- [Recorded data]
# # # # # # #

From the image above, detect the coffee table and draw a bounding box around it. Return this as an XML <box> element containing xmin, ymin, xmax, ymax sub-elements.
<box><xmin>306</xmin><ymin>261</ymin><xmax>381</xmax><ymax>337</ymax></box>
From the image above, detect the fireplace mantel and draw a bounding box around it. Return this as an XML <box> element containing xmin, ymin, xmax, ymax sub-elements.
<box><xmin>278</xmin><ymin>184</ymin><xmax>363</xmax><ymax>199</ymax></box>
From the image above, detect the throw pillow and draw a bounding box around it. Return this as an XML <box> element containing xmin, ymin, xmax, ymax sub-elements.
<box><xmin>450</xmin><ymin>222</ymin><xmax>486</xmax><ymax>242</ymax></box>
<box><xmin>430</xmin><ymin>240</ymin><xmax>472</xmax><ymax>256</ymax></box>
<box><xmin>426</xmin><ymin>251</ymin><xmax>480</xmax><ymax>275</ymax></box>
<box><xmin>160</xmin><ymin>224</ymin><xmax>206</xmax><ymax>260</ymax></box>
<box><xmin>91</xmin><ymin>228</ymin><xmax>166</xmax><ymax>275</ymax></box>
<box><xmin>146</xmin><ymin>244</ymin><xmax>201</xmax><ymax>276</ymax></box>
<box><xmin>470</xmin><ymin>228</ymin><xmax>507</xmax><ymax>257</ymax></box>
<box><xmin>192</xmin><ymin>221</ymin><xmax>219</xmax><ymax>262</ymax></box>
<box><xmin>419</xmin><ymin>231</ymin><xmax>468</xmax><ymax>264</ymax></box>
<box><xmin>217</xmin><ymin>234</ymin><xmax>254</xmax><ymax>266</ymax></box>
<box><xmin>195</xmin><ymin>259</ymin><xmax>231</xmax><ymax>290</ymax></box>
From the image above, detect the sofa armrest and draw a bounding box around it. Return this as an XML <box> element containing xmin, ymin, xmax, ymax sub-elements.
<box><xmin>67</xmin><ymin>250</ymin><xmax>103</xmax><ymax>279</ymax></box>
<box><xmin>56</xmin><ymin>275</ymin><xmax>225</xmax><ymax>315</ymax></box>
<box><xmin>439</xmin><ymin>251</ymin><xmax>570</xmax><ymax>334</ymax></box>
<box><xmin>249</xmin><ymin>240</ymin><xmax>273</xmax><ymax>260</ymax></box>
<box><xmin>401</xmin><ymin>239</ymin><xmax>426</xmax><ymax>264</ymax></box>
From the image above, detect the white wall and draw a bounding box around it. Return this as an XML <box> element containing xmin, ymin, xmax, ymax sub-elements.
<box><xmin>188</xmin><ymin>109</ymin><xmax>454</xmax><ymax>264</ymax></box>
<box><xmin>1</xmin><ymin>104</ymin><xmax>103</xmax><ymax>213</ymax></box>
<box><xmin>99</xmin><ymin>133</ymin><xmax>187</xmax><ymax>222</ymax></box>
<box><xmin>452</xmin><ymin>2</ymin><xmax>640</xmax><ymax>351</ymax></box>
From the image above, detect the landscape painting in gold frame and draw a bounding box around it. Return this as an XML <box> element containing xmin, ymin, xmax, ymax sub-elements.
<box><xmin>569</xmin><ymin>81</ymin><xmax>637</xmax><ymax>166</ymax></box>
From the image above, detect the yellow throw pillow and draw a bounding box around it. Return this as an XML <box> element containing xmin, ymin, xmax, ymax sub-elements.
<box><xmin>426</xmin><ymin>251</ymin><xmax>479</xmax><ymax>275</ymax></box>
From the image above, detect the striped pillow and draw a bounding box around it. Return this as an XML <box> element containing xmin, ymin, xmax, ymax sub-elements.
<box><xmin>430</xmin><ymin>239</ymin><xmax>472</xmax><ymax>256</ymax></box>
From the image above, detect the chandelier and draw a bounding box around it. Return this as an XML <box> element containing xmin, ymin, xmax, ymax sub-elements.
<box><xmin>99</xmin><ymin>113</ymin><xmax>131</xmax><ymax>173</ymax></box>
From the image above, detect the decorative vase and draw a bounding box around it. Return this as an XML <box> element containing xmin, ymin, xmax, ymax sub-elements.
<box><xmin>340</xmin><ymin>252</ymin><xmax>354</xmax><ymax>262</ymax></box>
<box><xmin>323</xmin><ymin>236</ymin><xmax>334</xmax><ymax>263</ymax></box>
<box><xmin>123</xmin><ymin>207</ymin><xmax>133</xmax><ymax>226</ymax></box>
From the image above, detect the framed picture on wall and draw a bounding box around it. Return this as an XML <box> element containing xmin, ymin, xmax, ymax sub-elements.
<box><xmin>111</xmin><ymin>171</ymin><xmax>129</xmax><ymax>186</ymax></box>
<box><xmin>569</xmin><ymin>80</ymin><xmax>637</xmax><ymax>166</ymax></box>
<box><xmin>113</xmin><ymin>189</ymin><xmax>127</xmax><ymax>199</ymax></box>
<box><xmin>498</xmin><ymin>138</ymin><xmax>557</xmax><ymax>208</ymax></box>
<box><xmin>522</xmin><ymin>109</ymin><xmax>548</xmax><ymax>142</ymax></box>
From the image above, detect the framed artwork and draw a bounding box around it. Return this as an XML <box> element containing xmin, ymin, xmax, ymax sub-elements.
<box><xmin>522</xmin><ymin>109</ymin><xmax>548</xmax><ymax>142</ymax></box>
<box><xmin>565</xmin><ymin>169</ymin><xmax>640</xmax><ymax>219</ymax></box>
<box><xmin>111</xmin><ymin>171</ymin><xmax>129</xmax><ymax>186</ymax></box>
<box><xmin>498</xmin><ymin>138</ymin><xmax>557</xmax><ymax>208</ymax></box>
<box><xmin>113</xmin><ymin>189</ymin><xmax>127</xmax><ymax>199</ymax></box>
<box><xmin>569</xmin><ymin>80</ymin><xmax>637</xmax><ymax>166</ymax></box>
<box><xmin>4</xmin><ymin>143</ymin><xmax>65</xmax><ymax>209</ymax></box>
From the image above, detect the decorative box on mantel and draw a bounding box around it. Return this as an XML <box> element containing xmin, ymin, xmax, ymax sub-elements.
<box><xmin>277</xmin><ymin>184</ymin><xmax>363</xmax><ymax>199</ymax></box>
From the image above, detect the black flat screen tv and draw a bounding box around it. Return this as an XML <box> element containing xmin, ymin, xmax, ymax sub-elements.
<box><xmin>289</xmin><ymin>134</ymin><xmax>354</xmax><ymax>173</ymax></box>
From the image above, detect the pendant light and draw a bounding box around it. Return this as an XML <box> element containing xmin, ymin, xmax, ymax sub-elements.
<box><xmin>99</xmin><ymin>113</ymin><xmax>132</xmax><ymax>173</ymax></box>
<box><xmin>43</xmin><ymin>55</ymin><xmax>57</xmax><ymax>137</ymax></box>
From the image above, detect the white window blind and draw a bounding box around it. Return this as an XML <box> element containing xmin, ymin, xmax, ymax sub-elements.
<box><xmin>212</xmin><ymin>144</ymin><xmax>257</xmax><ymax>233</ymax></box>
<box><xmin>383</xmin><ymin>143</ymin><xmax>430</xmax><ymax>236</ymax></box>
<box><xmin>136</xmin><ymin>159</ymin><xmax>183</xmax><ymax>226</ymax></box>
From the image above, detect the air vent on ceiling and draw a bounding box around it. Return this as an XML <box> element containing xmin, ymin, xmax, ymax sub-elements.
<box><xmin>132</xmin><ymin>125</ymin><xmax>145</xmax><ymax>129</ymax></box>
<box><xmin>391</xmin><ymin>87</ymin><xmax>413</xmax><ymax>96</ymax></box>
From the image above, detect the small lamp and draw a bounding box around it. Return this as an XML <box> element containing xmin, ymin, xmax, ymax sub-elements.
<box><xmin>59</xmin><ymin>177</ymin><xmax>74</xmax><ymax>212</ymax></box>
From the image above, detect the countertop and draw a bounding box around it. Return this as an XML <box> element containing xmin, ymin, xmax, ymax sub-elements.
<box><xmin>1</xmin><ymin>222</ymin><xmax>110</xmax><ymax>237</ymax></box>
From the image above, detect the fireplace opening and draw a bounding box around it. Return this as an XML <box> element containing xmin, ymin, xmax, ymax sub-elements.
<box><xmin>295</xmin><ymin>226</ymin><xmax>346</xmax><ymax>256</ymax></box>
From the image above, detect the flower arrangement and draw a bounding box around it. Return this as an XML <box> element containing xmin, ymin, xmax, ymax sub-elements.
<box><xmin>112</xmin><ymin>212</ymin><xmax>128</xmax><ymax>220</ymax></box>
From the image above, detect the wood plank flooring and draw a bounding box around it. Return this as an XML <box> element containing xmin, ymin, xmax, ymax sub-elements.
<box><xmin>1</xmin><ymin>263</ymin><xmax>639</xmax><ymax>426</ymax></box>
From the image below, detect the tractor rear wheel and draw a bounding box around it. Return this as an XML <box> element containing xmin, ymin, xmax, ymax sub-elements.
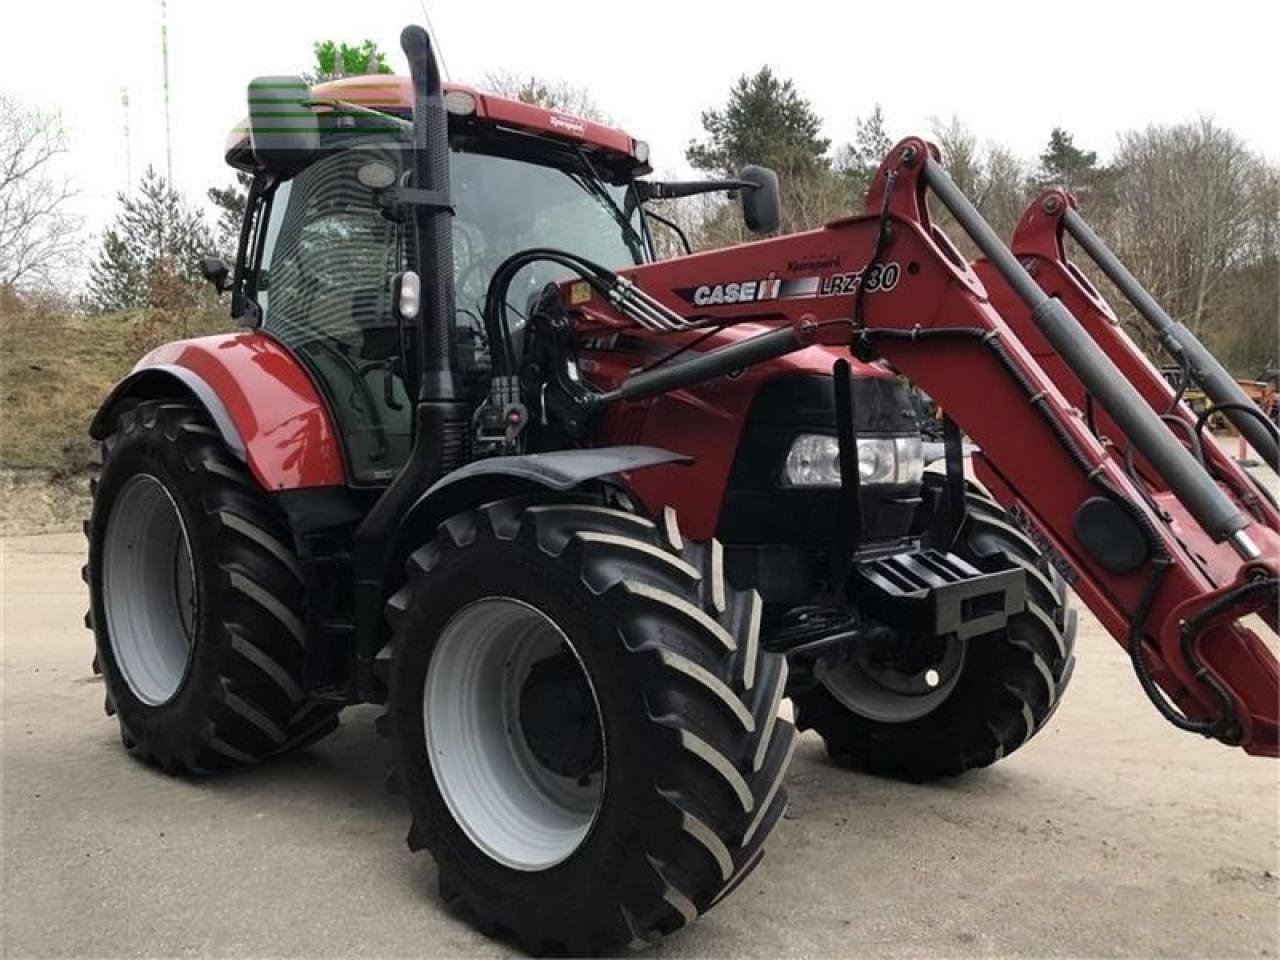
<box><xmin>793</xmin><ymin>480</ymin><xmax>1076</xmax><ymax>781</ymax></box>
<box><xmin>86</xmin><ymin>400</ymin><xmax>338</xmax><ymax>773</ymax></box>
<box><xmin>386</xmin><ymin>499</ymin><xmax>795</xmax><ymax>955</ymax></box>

# # # # # # #

- [TASK ITEM] Could you set down, exactly as written, every line from the one with "From the image above, detect the fireplace opening" to the end of the data, both ends included? Leave out the pictures.

- [RESPONSE AREA]
From the image above, detect the fireplace opening and draw a bounding box around it. Return this as an XML <box> element containing xmin, ymin, xmax, ymax sub-elements.
<box><xmin>295</xmin><ymin>226</ymin><xmax>346</xmax><ymax>256</ymax></box>
From the image above, detect the flower arrangement and draw a bounding box around it. Return this as an XML <box> element containing xmin, ymin, xmax, ymax sub-elements.
<box><xmin>112</xmin><ymin>212</ymin><xmax>128</xmax><ymax>220</ymax></box>
From the image above, detect the wood plank flooring and draw a bounding box around it. Return this as an XML <box> element containing xmin, ymin, xmax, ymax sub-elements.
<box><xmin>1</xmin><ymin>263</ymin><xmax>639</xmax><ymax>426</ymax></box>
From the image below, detect the tractor rear wheel and draw a bounding box around it. Return this as an XML <box> element containing xmin, ymin, xmax, ymax sub-elements.
<box><xmin>793</xmin><ymin>480</ymin><xmax>1076</xmax><ymax>781</ymax></box>
<box><xmin>86</xmin><ymin>400</ymin><xmax>338</xmax><ymax>773</ymax></box>
<box><xmin>386</xmin><ymin>499</ymin><xmax>795</xmax><ymax>955</ymax></box>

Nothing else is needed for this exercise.